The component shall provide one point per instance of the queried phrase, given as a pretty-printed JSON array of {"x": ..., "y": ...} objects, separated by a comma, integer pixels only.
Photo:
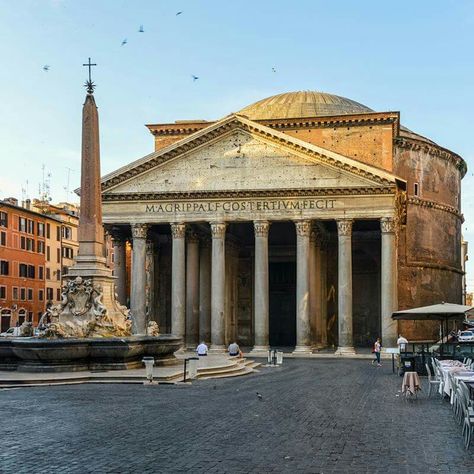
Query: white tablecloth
[{"x": 459, "y": 371}]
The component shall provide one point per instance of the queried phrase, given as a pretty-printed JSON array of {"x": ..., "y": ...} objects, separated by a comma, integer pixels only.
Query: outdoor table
[
  {"x": 456, "y": 368},
  {"x": 411, "y": 384},
  {"x": 471, "y": 389}
]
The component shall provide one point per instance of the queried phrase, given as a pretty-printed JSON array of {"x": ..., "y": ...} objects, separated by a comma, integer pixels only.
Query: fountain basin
[
  {"x": 32, "y": 354},
  {"x": 8, "y": 360}
]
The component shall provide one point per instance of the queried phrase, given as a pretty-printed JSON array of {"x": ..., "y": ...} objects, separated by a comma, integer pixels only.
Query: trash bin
[
  {"x": 192, "y": 367},
  {"x": 407, "y": 364},
  {"x": 149, "y": 363}
]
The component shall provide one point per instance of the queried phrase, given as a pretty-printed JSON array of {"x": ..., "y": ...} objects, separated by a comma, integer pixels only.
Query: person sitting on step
[
  {"x": 201, "y": 349},
  {"x": 234, "y": 350}
]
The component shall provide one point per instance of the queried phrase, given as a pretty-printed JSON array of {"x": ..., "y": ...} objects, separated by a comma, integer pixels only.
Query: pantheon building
[{"x": 301, "y": 221}]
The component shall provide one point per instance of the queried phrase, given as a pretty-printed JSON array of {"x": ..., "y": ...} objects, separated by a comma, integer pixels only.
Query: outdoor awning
[{"x": 437, "y": 312}]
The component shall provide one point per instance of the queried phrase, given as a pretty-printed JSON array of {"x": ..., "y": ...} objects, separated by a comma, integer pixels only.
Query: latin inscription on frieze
[{"x": 267, "y": 205}]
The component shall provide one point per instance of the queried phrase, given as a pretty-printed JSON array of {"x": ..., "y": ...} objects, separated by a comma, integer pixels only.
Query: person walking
[
  {"x": 376, "y": 351},
  {"x": 202, "y": 349}
]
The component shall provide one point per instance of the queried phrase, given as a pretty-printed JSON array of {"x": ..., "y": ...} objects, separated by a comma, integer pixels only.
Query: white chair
[
  {"x": 432, "y": 380},
  {"x": 468, "y": 414}
]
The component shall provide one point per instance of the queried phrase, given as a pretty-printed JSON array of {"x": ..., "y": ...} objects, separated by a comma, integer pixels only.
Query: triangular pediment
[{"x": 239, "y": 155}]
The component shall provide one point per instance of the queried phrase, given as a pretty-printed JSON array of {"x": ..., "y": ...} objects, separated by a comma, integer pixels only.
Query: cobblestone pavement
[{"x": 316, "y": 416}]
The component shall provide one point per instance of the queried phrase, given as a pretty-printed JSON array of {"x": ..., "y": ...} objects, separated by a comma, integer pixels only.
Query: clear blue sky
[{"x": 411, "y": 56}]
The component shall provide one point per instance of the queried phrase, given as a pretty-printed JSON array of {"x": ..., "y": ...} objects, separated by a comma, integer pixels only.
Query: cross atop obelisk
[
  {"x": 90, "y": 258},
  {"x": 89, "y": 84}
]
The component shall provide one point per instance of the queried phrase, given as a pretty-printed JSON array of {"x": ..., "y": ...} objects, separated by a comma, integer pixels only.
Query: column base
[
  {"x": 217, "y": 349},
  {"x": 302, "y": 350},
  {"x": 345, "y": 351}
]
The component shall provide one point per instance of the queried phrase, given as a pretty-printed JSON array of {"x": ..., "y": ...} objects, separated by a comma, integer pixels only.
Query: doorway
[{"x": 282, "y": 294}]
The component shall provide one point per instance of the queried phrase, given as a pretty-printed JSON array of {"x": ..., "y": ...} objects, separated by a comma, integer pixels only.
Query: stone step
[{"x": 235, "y": 373}]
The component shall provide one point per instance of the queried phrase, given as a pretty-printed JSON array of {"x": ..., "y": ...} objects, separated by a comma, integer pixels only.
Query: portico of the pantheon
[{"x": 304, "y": 220}]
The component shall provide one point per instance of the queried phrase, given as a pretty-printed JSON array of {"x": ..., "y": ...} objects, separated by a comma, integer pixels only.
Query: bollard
[
  {"x": 193, "y": 367},
  {"x": 149, "y": 363}
]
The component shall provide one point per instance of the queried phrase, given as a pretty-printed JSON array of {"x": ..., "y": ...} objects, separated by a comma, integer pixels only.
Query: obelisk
[{"x": 89, "y": 285}]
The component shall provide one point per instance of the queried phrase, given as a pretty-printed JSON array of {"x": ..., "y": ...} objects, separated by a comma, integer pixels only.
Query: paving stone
[{"x": 316, "y": 416}]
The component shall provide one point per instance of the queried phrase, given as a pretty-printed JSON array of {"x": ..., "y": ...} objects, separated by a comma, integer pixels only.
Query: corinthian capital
[
  {"x": 303, "y": 228},
  {"x": 261, "y": 228},
  {"x": 344, "y": 227},
  {"x": 387, "y": 225},
  {"x": 178, "y": 230},
  {"x": 139, "y": 231},
  {"x": 218, "y": 230}
]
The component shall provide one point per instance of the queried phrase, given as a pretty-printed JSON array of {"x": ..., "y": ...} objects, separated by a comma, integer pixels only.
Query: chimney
[{"x": 12, "y": 201}]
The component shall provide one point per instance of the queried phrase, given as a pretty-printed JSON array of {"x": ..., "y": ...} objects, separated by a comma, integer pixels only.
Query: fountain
[{"x": 89, "y": 329}]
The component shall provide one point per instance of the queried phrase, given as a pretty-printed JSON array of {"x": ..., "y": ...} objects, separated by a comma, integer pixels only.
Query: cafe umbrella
[{"x": 443, "y": 312}]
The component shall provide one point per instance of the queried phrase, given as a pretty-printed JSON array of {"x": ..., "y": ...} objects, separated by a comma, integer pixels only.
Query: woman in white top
[{"x": 377, "y": 347}]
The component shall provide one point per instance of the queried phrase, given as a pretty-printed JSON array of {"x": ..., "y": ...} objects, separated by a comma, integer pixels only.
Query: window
[
  {"x": 31, "y": 271},
  {"x": 40, "y": 228},
  {"x": 22, "y": 224},
  {"x": 30, "y": 245},
  {"x": 23, "y": 270},
  {"x": 68, "y": 252},
  {"x": 67, "y": 232},
  {"x": 4, "y": 270},
  {"x": 3, "y": 219}
]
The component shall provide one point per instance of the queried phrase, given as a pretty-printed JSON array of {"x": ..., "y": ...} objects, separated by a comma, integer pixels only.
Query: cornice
[
  {"x": 416, "y": 201},
  {"x": 433, "y": 150},
  {"x": 435, "y": 266},
  {"x": 271, "y": 193},
  {"x": 376, "y": 118}
]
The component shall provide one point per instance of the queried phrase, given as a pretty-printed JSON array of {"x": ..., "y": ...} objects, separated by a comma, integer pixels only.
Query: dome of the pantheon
[{"x": 302, "y": 104}]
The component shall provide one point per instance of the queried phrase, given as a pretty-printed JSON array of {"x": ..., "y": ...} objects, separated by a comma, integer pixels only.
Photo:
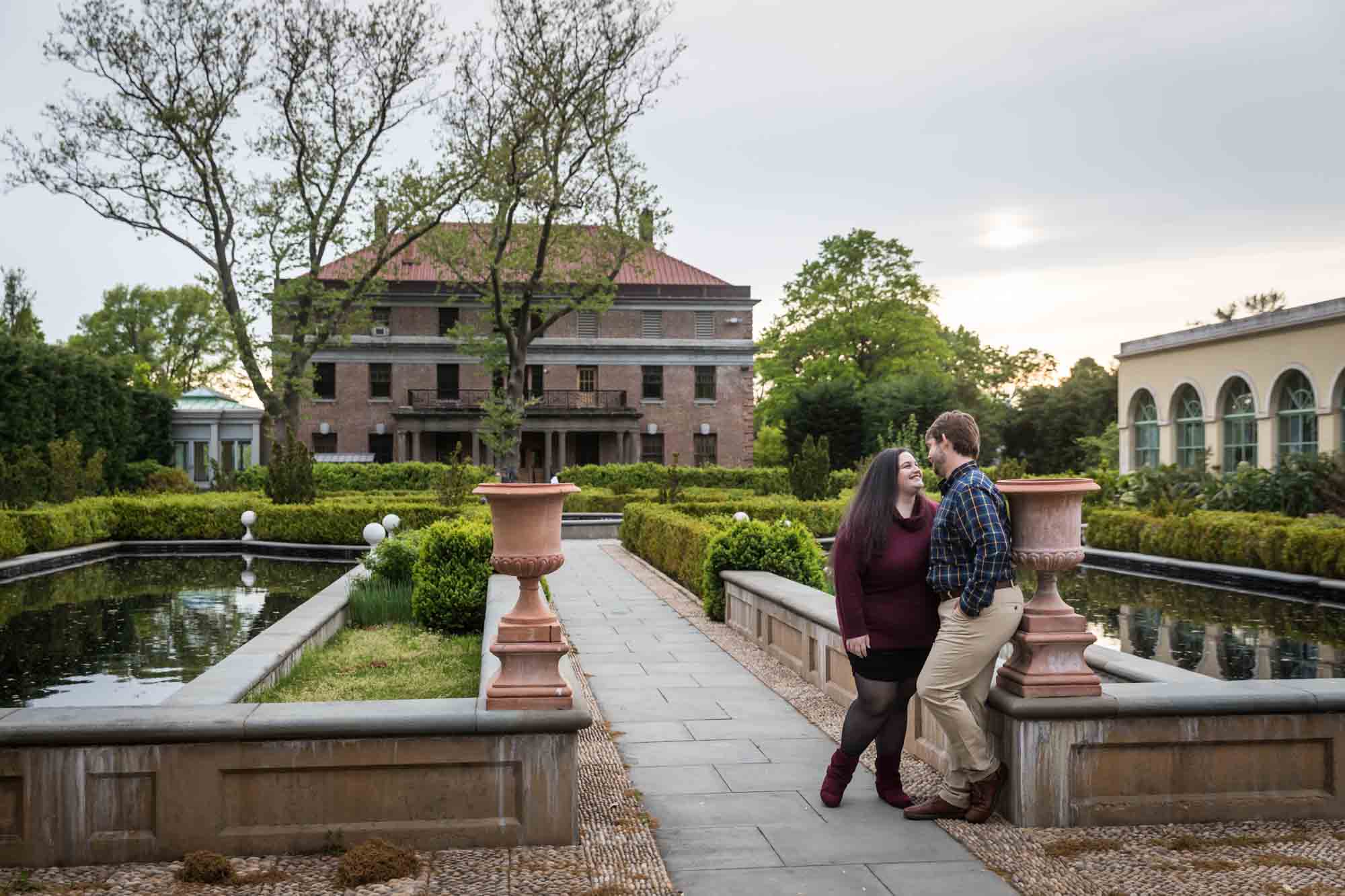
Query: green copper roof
[{"x": 208, "y": 400}]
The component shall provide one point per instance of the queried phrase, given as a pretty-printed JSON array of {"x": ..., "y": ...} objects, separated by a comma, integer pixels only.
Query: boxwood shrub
[
  {"x": 1312, "y": 546},
  {"x": 451, "y": 576},
  {"x": 670, "y": 540},
  {"x": 786, "y": 551}
]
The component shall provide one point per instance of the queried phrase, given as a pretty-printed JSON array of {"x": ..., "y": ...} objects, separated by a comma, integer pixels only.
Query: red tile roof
[{"x": 649, "y": 267}]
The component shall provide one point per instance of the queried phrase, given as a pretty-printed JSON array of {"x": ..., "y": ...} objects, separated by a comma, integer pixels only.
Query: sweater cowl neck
[{"x": 918, "y": 516}]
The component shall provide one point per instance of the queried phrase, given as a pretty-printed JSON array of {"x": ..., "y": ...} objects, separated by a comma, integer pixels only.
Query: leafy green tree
[
  {"x": 770, "y": 450},
  {"x": 541, "y": 110},
  {"x": 17, "y": 317},
  {"x": 153, "y": 135},
  {"x": 1048, "y": 421},
  {"x": 857, "y": 313},
  {"x": 178, "y": 338},
  {"x": 829, "y": 409}
]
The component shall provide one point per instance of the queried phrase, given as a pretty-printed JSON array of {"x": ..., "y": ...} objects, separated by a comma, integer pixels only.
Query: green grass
[
  {"x": 380, "y": 603},
  {"x": 389, "y": 662}
]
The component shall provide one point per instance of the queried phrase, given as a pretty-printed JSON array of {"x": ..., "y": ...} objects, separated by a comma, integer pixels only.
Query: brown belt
[{"x": 956, "y": 595}]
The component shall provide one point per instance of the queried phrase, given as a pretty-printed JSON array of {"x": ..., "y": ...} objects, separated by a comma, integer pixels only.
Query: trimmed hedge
[
  {"x": 1313, "y": 546},
  {"x": 765, "y": 481},
  {"x": 453, "y": 576},
  {"x": 210, "y": 516},
  {"x": 362, "y": 478},
  {"x": 820, "y": 517},
  {"x": 670, "y": 540},
  {"x": 597, "y": 499},
  {"x": 785, "y": 551}
]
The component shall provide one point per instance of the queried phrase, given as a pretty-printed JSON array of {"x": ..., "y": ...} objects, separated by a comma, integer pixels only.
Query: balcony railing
[{"x": 547, "y": 400}]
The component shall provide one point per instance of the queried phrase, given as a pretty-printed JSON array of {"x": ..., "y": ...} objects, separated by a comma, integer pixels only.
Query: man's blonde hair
[{"x": 962, "y": 431}]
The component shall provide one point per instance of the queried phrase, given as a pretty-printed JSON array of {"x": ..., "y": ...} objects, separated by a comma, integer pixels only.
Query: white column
[{"x": 215, "y": 444}]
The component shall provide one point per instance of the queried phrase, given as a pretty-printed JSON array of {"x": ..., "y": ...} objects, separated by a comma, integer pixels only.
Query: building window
[
  {"x": 705, "y": 384},
  {"x": 1191, "y": 430},
  {"x": 1239, "y": 425},
  {"x": 447, "y": 319},
  {"x": 652, "y": 325},
  {"x": 707, "y": 450},
  {"x": 380, "y": 381},
  {"x": 653, "y": 384},
  {"x": 1147, "y": 431},
  {"x": 705, "y": 325},
  {"x": 1297, "y": 416},
  {"x": 586, "y": 325},
  {"x": 446, "y": 382},
  {"x": 325, "y": 381},
  {"x": 652, "y": 448}
]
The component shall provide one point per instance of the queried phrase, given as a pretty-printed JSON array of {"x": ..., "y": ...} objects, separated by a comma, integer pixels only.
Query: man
[{"x": 980, "y": 608}]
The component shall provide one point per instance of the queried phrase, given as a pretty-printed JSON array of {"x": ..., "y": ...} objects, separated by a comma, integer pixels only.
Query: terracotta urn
[
  {"x": 527, "y": 526},
  {"x": 1048, "y": 650}
]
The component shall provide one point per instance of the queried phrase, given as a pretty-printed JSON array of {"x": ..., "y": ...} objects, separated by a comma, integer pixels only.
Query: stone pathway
[{"x": 730, "y": 771}]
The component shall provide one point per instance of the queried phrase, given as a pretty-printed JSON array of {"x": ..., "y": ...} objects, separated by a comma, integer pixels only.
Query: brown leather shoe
[
  {"x": 984, "y": 795},
  {"x": 933, "y": 809}
]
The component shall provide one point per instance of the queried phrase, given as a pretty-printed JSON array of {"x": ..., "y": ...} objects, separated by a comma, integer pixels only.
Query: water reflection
[
  {"x": 131, "y": 631},
  {"x": 1213, "y": 631}
]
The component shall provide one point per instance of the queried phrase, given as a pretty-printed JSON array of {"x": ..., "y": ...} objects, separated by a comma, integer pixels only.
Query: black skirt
[{"x": 890, "y": 665}]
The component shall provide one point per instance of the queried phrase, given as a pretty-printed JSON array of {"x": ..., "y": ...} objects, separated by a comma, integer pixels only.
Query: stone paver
[{"x": 728, "y": 768}]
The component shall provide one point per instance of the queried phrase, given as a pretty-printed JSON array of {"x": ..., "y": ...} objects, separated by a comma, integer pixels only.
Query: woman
[{"x": 888, "y": 616}]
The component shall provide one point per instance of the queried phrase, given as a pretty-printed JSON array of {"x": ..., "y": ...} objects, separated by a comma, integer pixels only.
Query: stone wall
[{"x": 1160, "y": 745}]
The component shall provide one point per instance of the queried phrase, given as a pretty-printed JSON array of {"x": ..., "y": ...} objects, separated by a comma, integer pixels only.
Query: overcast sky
[{"x": 1071, "y": 174}]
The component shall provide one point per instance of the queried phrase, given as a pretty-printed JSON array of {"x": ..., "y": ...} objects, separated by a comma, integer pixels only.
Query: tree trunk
[{"x": 517, "y": 399}]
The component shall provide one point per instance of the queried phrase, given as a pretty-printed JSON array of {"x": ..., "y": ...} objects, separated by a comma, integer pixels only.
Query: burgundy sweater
[{"x": 890, "y": 599}]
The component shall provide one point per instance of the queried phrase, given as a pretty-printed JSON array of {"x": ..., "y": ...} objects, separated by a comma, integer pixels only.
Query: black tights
[{"x": 879, "y": 712}]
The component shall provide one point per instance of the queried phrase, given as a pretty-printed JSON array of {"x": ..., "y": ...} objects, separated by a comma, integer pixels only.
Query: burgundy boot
[
  {"x": 888, "y": 782},
  {"x": 839, "y": 775}
]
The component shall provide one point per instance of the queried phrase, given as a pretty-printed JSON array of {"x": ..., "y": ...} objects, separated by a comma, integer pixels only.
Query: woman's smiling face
[{"x": 910, "y": 479}]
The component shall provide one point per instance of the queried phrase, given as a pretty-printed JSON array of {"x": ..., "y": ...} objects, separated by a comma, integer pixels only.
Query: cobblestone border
[{"x": 1262, "y": 858}]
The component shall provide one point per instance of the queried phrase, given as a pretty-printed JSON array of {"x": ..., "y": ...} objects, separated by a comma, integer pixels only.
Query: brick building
[{"x": 668, "y": 369}]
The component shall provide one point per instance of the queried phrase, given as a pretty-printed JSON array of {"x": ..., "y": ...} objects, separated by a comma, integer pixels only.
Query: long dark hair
[{"x": 867, "y": 520}]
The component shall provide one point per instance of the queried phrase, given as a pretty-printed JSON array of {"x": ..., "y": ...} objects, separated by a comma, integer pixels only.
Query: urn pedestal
[
  {"x": 1048, "y": 650},
  {"x": 527, "y": 526}
]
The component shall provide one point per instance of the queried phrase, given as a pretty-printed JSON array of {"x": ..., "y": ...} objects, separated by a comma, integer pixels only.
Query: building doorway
[
  {"x": 381, "y": 447},
  {"x": 587, "y": 448}
]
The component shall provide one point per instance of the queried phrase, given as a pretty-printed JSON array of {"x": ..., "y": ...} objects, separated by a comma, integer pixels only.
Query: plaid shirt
[{"x": 970, "y": 549}]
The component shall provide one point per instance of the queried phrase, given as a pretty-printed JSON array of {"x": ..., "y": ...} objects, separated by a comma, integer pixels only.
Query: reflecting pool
[
  {"x": 1214, "y": 631},
  {"x": 134, "y": 630}
]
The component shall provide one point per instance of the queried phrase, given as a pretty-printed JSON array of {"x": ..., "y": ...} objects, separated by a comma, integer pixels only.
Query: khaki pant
[{"x": 956, "y": 682}]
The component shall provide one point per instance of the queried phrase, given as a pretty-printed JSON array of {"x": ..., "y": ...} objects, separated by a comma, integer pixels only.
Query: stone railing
[{"x": 1160, "y": 745}]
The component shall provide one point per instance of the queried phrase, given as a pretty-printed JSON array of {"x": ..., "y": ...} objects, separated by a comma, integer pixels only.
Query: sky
[{"x": 1071, "y": 175}]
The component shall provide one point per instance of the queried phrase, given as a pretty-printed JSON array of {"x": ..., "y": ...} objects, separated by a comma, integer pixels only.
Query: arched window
[
  {"x": 1297, "y": 416},
  {"x": 1191, "y": 428},
  {"x": 1239, "y": 425},
  {"x": 1147, "y": 430}
]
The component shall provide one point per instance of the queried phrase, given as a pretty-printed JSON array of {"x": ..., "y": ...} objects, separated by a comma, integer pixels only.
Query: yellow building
[{"x": 1254, "y": 389}]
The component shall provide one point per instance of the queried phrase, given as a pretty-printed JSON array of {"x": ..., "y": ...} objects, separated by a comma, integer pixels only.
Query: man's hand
[{"x": 859, "y": 646}]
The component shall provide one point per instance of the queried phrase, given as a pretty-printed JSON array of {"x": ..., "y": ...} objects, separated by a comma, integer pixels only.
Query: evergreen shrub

________

What are the lines from the one containing "Query: reflecting pool" to the end of the material above? Return them exactly, and only them.

▸ **REPLY**
Query: reflecting pool
[
  {"x": 1214, "y": 631},
  {"x": 134, "y": 630}
]
The component shall provide one point per instance of the queried phrase, given as a pretty-printed JSON array of {"x": ..., "y": ...} objects, separated by a comma, integer pixels only.
Query: khaki pant
[{"x": 956, "y": 682}]
The component shall provide one point per instance of the queried phrase, given as a pretty-printed JSON array of {"x": ..., "y": ...} objects, separated by a comma, integer pixels only.
Query: stone railing
[{"x": 1160, "y": 745}]
The component shall provide one point per instance of the queried phrase, given as a pretty-printed JSON array of {"x": ..., "y": ...} objects, separated by a comma, integer pixels only.
Query: sky
[{"x": 1071, "y": 175}]
The component shall provide one point per instance of the queried phrase, given as a pretty-printed JSON array of {"x": ..., "y": ...} objects, separated by a comma, integer pixels only.
Query: arched window
[
  {"x": 1297, "y": 416},
  {"x": 1191, "y": 428},
  {"x": 1239, "y": 425},
  {"x": 1147, "y": 430}
]
The component shall provide one point per instance of the queried phrase, given as a pretty-printed JSON array of {"x": ..., "y": ...} objects, separated by a comma, integer pixels only.
Query: yellow building
[{"x": 1254, "y": 389}]
The component shall provide one point per instance of the queried phrase, given as a pretty-printed JSON array of {"x": ..., "y": ...} objects, separated by a comma, integer pixels only.
Query: man's hand
[{"x": 859, "y": 646}]
The component shall provide one point per instance of the queried phrase, given as a pretty-printed JSON array of {"x": ..., "y": ...} objects, separated by a comma, integer pixels only.
Query: evergreen shrub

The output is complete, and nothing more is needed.